TASK PROMPT :: Rewrite all of the lines below, replacing every "brown puppy" with "tan puppy" and keeping everything else the same. Leave the pictures out of your answer.
[Start]
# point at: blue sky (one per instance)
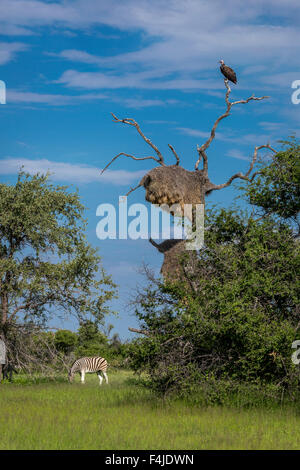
(68, 64)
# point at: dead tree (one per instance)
(174, 185)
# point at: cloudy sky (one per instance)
(68, 64)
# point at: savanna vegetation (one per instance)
(212, 368)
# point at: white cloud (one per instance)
(71, 173)
(27, 97)
(8, 50)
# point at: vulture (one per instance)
(228, 72)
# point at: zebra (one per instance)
(89, 364)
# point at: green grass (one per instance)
(123, 416)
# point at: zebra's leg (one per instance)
(105, 376)
(100, 377)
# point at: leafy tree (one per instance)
(46, 264)
(276, 188)
(91, 341)
(65, 341)
(236, 315)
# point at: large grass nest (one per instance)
(175, 185)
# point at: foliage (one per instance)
(65, 340)
(236, 315)
(46, 264)
(276, 188)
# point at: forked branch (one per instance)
(132, 122)
(201, 150)
(245, 176)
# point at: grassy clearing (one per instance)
(125, 416)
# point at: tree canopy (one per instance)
(46, 264)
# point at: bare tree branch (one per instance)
(175, 154)
(132, 122)
(201, 150)
(246, 175)
(130, 156)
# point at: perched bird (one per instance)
(228, 72)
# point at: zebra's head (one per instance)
(71, 375)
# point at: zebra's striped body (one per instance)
(89, 364)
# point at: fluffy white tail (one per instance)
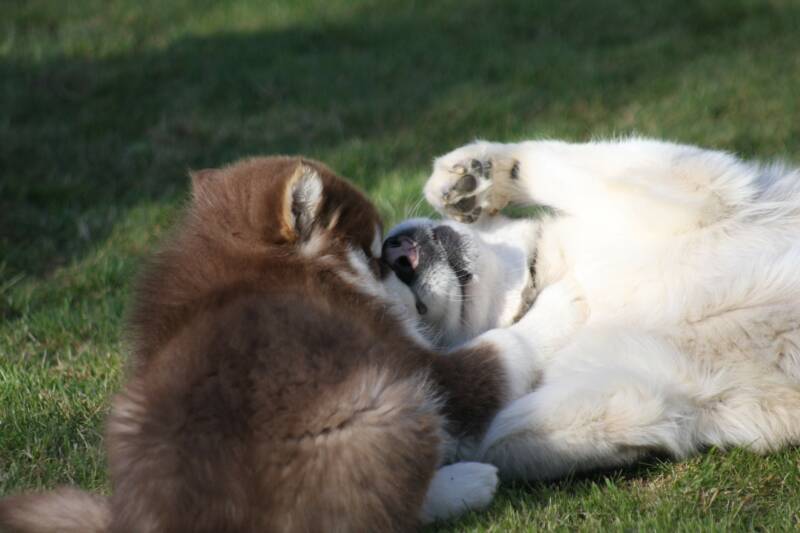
(64, 510)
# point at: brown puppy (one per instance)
(275, 384)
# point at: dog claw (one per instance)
(466, 183)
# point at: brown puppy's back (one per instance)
(268, 391)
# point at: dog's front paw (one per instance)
(458, 488)
(464, 183)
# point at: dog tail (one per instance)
(64, 510)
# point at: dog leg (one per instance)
(656, 184)
(458, 488)
(598, 410)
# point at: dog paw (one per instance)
(458, 488)
(464, 183)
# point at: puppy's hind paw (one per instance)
(458, 488)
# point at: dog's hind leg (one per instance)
(600, 415)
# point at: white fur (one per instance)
(458, 488)
(689, 261)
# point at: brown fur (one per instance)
(266, 393)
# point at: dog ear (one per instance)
(302, 202)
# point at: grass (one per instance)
(104, 105)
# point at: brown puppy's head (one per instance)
(286, 202)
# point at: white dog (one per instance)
(689, 261)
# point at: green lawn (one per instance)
(104, 105)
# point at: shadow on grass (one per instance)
(83, 141)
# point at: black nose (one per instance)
(402, 255)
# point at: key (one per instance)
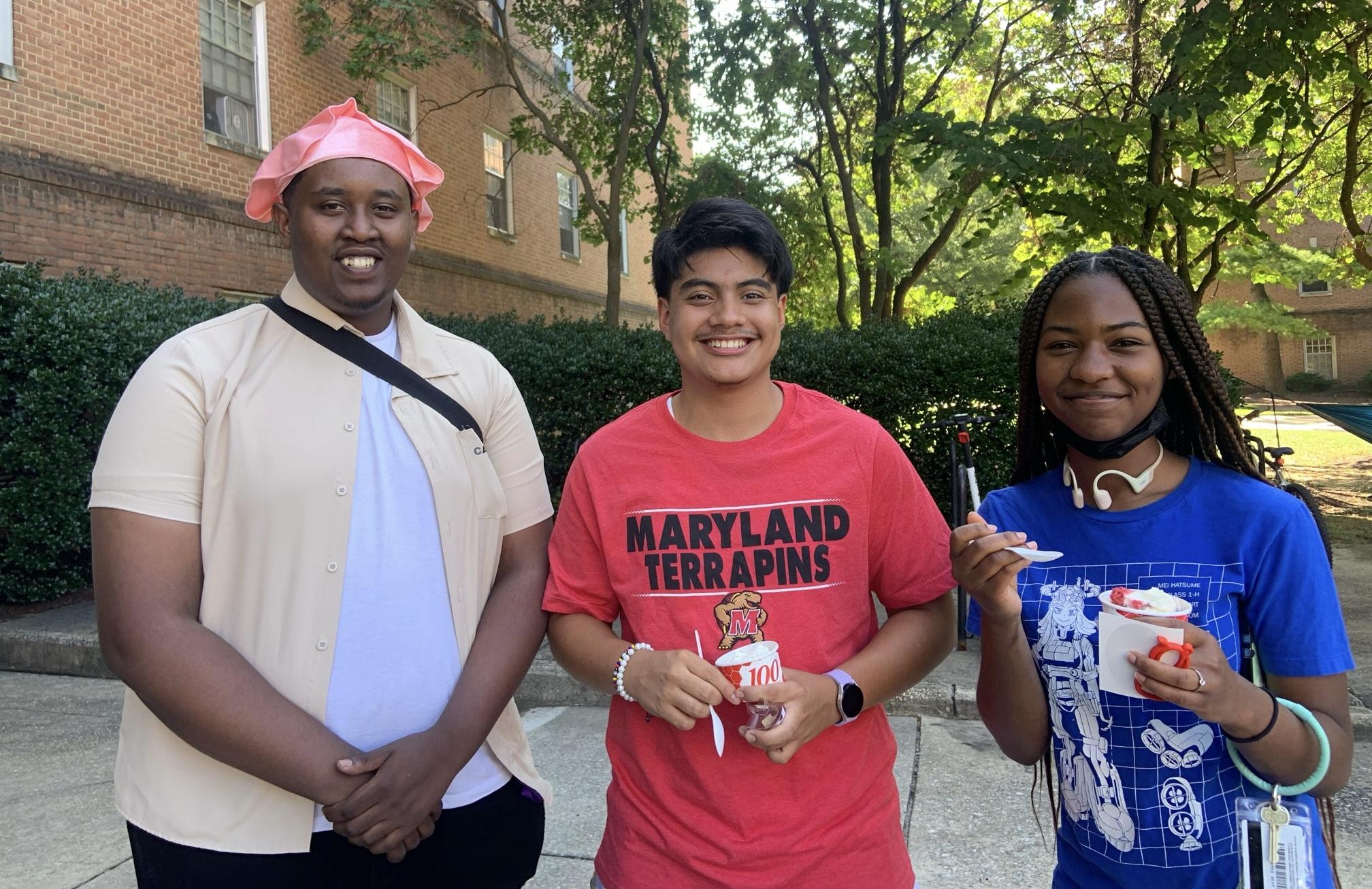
(1275, 817)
[End]
FINAL RESULT ::
# point at: blue sky (one per instance)
(68, 64)
# point at: dead tree (one per instance)
(174, 185)
# point at: cloudy sky (one per instance)
(68, 64)
# point at: savanna vegetation (one per instance)
(212, 368)
# point at: white cloud (one per instance)
(71, 173)
(27, 97)
(8, 50)
# point at: vulture (one per instance)
(228, 72)
# point at: zebra (one per instance)
(89, 364)
# point at: green grass (one per instance)
(123, 416)
# point at: zebra's leg (one per instance)
(105, 376)
(100, 377)
# point at: leafy tree (one per instance)
(46, 264)
(276, 188)
(91, 341)
(65, 341)
(236, 315)
# point at: large grass nest (one per instance)
(175, 185)
# point at: foliage (one per instance)
(65, 340)
(236, 315)
(46, 264)
(276, 188)
# point at: forked branch (one per instance)
(132, 122)
(201, 150)
(245, 176)
# point at: grassy clearing (one per instance)
(125, 416)
# point at: tree canopy (one per instance)
(46, 264)
# point at: bare tree branch (one per instance)
(175, 154)
(132, 122)
(201, 150)
(246, 175)
(130, 156)
# point at: perched bird (one per instance)
(228, 72)
# point at: zebra's head (one per instance)
(71, 375)
# point at: zebra's striped body (one per instance)
(89, 364)
# point at: fluffy white tail (one per instance)
(64, 510)
# point at: tan puppy (one per instance)
(275, 384)
# point at: dog claw (one per instance)
(466, 183)
# point at: tan puppy's back (one per instance)
(268, 391)
# point at: dog's front paw (one per instance)
(458, 488)
(464, 183)
# point at: dog tail (one per instance)
(64, 510)
# point at: dog leg (one per instance)
(656, 184)
(458, 488)
(598, 410)
# point at: dog paw (one per instance)
(458, 488)
(464, 183)
# point at: puppy's hind paw (one per instance)
(458, 488)
# point at: dog's hind leg (one per instance)
(600, 415)
# point at: white fur (one per instance)
(458, 488)
(689, 261)
# point at: brown fur (one per instance)
(266, 393)
# point at: dog ear (one per instance)
(302, 202)
# point at: grass (one per instance)
(104, 105)
# point at: tan puppy's head (one per instance)
(286, 202)
# point at: white dog (one per instance)
(689, 261)
# point at: green lawn (one per instance)
(104, 105)
# point at: shadow on grass (one per instance)
(83, 141)
# point at: black nose (one per instance)
(402, 255)
# point at: key (one per instance)
(1275, 817)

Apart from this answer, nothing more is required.